## START Records for this task

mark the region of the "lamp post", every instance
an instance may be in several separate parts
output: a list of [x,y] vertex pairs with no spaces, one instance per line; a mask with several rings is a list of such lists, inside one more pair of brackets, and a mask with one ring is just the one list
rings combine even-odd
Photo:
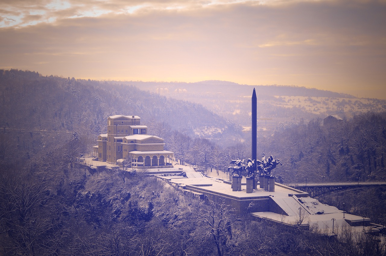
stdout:
[[332,218],[331,219],[331,220],[332,221],[332,234],[335,234],[335,232],[334,232],[334,221],[337,220],[334,218]]

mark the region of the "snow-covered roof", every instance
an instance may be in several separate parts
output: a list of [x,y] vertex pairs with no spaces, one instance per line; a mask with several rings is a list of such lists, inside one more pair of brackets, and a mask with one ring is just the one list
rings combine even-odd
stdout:
[[327,117],[325,117],[325,119],[327,118],[329,116],[332,116],[332,117],[334,117],[337,120],[343,120],[343,118],[342,118],[342,117],[341,117],[337,115],[328,115],[328,116],[327,116]]
[[142,141],[142,140],[149,139],[149,138],[156,138],[160,139],[163,139],[161,138],[157,137],[156,136],[152,135],[146,135],[145,134],[133,134],[132,135],[128,135],[124,137],[125,139],[130,140],[137,140],[137,141]]
[[127,118],[141,118],[138,115],[134,115],[134,117],[132,115],[110,115],[108,117],[110,119],[115,119],[116,118],[118,118],[118,117],[126,117]]
[[132,128],[140,128],[140,129],[144,129],[147,128],[147,127],[146,125],[130,125],[130,127]]
[[130,151],[129,153],[131,154],[173,154],[173,152],[171,151],[168,151],[166,150],[163,150],[162,151]]

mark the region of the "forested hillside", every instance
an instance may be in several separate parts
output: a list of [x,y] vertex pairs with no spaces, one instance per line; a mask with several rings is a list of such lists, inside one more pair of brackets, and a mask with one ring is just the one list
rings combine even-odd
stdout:
[[[384,243],[364,234],[342,230],[337,239],[272,226],[139,172],[125,178],[75,162],[116,114],[140,116],[179,161],[203,172],[250,157],[250,135],[200,105],[126,85],[14,70],[0,72],[0,254],[385,255]],[[259,132],[258,154],[283,163],[273,172],[278,181],[386,180],[386,114],[322,123],[301,119]],[[220,139],[196,136],[208,127],[221,129]],[[378,189],[323,200],[385,224],[385,197]]]
[[81,128],[96,134],[105,132],[107,117],[121,114],[139,115],[151,128],[164,122],[190,134],[207,127],[221,127],[225,133],[240,131],[200,105],[116,83],[0,70],[0,125],[6,129],[72,132]]

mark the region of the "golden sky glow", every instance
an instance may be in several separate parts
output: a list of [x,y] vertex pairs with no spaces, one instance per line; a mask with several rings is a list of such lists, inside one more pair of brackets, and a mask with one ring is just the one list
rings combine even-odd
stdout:
[[386,99],[386,2],[2,0],[0,68]]

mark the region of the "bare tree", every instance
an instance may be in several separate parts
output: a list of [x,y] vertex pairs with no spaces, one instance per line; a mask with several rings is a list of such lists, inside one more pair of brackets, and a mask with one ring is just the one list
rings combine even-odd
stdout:
[[220,202],[210,200],[209,202],[209,209],[202,210],[197,221],[206,226],[205,235],[212,238],[217,254],[222,256],[226,250],[227,240],[232,239],[232,213],[234,209],[226,204],[223,200]]

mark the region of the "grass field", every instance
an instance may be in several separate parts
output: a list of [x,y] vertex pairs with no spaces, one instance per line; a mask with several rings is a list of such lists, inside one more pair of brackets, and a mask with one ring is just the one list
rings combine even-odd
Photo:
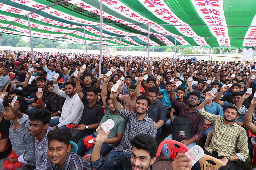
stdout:
[[[162,135],[157,140],[157,144],[158,145],[160,144],[161,142],[164,140],[166,137],[164,134]],[[199,142],[197,142],[196,144],[199,146],[201,145],[201,143]],[[244,162],[242,165],[240,165],[240,161],[236,161],[236,166],[240,167],[243,170],[250,170],[251,169],[251,159],[250,157],[248,157],[248,158],[246,160],[245,162]]]

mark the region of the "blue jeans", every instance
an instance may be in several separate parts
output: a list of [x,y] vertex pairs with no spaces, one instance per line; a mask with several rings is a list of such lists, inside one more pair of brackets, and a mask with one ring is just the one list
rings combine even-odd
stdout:
[[[86,153],[86,154],[90,154],[92,153],[92,150],[93,150],[93,148],[94,148],[94,145],[92,146],[92,147],[88,150],[87,149],[86,146],[84,146],[84,141],[83,139],[86,137],[90,135],[92,135],[92,136],[93,137],[96,137],[96,136],[94,134],[92,134],[85,136],[81,138],[77,143],[78,150],[77,150],[77,152],[76,153],[77,155],[79,156],[83,156],[84,152],[86,151],[87,151],[87,152]],[[102,156],[103,156],[108,153],[108,152],[111,150],[112,149],[112,147],[107,144],[107,143],[103,143],[103,144],[102,145],[101,150],[100,150],[100,154]]]
[[[174,118],[176,117],[176,116],[176,116],[175,115],[173,115],[173,119],[174,119]],[[172,121],[171,121],[170,118],[168,119],[168,120],[167,120],[166,122],[165,122],[165,127],[169,130],[169,131],[170,132],[171,134],[172,133]]]
[[108,158],[110,157],[113,156],[117,156],[119,155],[121,155],[124,153],[123,151],[115,151],[115,150],[113,150],[109,153],[106,157],[106,158]]
[[[164,139],[164,140],[165,140],[166,139],[172,139],[172,134],[171,134],[171,135],[169,135],[169,136],[167,137],[166,138]],[[191,148],[192,146],[195,146],[195,145],[196,145],[196,142],[192,142],[188,146],[188,147],[190,149],[190,148]],[[164,144],[164,146],[163,146],[163,148],[162,148],[161,152],[163,155],[167,156],[169,157],[169,152],[168,152],[168,147],[167,146],[167,145],[166,144]]]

## END Records for this task

• [Written instruction]
Except for the pictures, copy the material above exactly.

• [Exercise output]
mark the region of the "lamp post", every instance
an instance may be in several separate parts
output: a list of [x,y] vertex pairs with no spaces, one instance per line; a mask with several rings is a list of such lists, inside one more pair of brackets, and a mask with one ring is just the one list
rings combine even-odd
Photo:
stdout:
[[332,218],[331,219],[331,220],[332,221],[332,234],[335,234],[335,232],[334,232],[334,221],[337,220],[334,218]]

mark the region of the "snow-covered roof", every instance
an instance may be in several separate parts
output: a list of [x,y] vertex pairs with no spaces, one instance per line; a mask with several rings is a list of such lists, inside one more pair of brackets, and a mask with one ring is just the one list
rings combine even-odd
stdout:
[[327,117],[325,117],[325,119],[327,118],[329,116],[332,116],[332,117],[334,117],[337,120],[343,120],[343,118],[342,118],[342,117],[341,117],[337,115],[328,115],[328,116],[327,116]]
[[142,141],[142,140],[149,139],[149,138],[156,138],[160,139],[163,139],[161,138],[157,137],[156,136],[152,135],[146,135],[145,134],[133,134],[132,135],[128,135],[124,137],[125,139],[130,140],[137,140],[137,141]]
[[127,118],[141,118],[138,115],[134,115],[134,117],[132,115],[110,115],[108,117],[110,119],[115,119],[116,118],[118,118],[118,117],[126,117]]
[[132,128],[140,128],[140,129],[144,129],[147,128],[147,127],[146,125],[130,125],[130,127]]
[[130,151],[129,153],[131,154],[173,154],[173,152],[171,151],[168,151],[166,150],[163,150],[162,151]]

mark the region of the "forested hillside", every instance
an instance may be in several separate parts
output: a list of [x,y] vertex pairs with no spaces, one instance per line; a mask with several rings is a list of such lists, inside one more pair of brackets, and a mask with one ring is just the one list
rings combine even-odd
stdout:
[[[384,243],[364,234],[342,230],[337,239],[272,226],[139,172],[125,178],[75,162],[116,114],[140,116],[179,161],[203,172],[250,157],[250,135],[200,105],[126,85],[14,70],[0,72],[0,254],[385,255]],[[259,132],[258,154],[283,163],[273,172],[278,181],[386,180],[386,114],[322,123],[301,119]],[[220,139],[196,136],[208,127],[221,129]],[[378,189],[323,200],[385,224],[385,197]]]
[[81,128],[96,134],[105,132],[107,117],[121,114],[139,115],[151,128],[164,122],[190,134],[207,127],[221,127],[225,133],[240,131],[200,105],[116,83],[0,70],[0,125],[6,129],[72,132]]

mark the region of the "golden sky glow", every instance
an instance may be in several separate parts
output: a list of [x,y] vertex pairs with no spaces, one instance per line; a mask with several rings is a list of such lists, inside one more pair of brackets, and a mask with one ring is just the one list
rings combine even-odd
stdout:
[[386,99],[386,2],[2,0],[0,68]]

mark the region of the "bare tree", every instance
an instance may be in several separate parts
output: a list of [x,y] vertex pairs with no spaces, one instance per line; a mask with several rings is a list of such lists, inside one more pair of brackets, and a mask with one ring is just the one list
rings combine even-odd
stdout:
[[220,202],[210,200],[209,202],[209,209],[202,210],[197,221],[206,226],[205,235],[212,238],[217,254],[222,256],[226,250],[227,240],[232,239],[232,213],[234,209],[226,204],[223,200]]

mark the region of the "grass field", every instance
an instance may be in several separate parts
output: a list of [x,y] vertex pairs with no spaces, one instance per line; a mask with several rings is a list of such lists, inside one more pair of brackets, and a mask with one ring is just the one list
rings combine even-odd
Photo:
stdout:
[[[162,135],[157,140],[157,144],[158,145],[160,144],[161,142],[164,140],[166,137],[164,134]],[[199,142],[197,142],[196,144],[199,146],[201,145],[201,143]],[[244,162],[242,165],[240,165],[240,161],[236,161],[236,166],[240,167],[243,170],[250,170],[251,169],[251,159],[250,157],[248,157],[248,158],[246,160],[245,162]]]

mark the region of the "blue jeans", every instance
an instance may be in several separate parts
output: a list of [x,y] vertex pairs with no spaces, one instance per line; a mask with several rings is a list of such lists, inside one more pair of brackets, and a mask with one ring is just the one list
rings combine even-odd
stdout:
[[[86,153],[86,154],[90,154],[92,153],[92,150],[93,150],[93,148],[94,148],[94,145],[92,146],[92,147],[88,150],[87,149],[86,146],[84,146],[84,141],[83,139],[86,137],[90,135],[92,135],[92,136],[93,137],[96,137],[96,136],[94,134],[92,134],[85,136],[81,138],[77,143],[78,150],[77,150],[77,152],[76,153],[77,155],[79,156],[83,156],[84,152],[86,151],[87,151],[87,152]],[[102,156],[103,156],[108,153],[108,152],[111,150],[112,149],[112,147],[107,144],[107,143],[103,143],[103,144],[102,145],[101,150],[100,150],[100,154]]]
[[[174,118],[176,117],[176,116],[176,116],[175,115],[173,115],[173,119],[174,119]],[[172,121],[171,121],[170,118],[168,119],[168,120],[167,120],[166,122],[165,122],[165,127],[169,130],[169,131],[170,132],[171,134],[172,133]]]
[[108,158],[110,157],[113,156],[117,156],[119,155],[121,155],[124,153],[123,151],[115,151],[115,150],[113,150],[109,153],[106,157],[106,158]]
[[[164,139],[164,140],[165,140],[166,139],[172,139],[172,134],[171,134],[171,135],[169,135],[169,136],[167,137],[166,138]],[[191,148],[192,146],[195,146],[195,145],[196,145],[196,142],[192,142],[188,146],[188,147],[190,149],[190,148]],[[164,144],[164,146],[163,146],[163,148],[162,148],[161,152],[163,155],[167,156],[169,157],[169,152],[168,152],[168,147],[167,146],[167,145],[166,144]]]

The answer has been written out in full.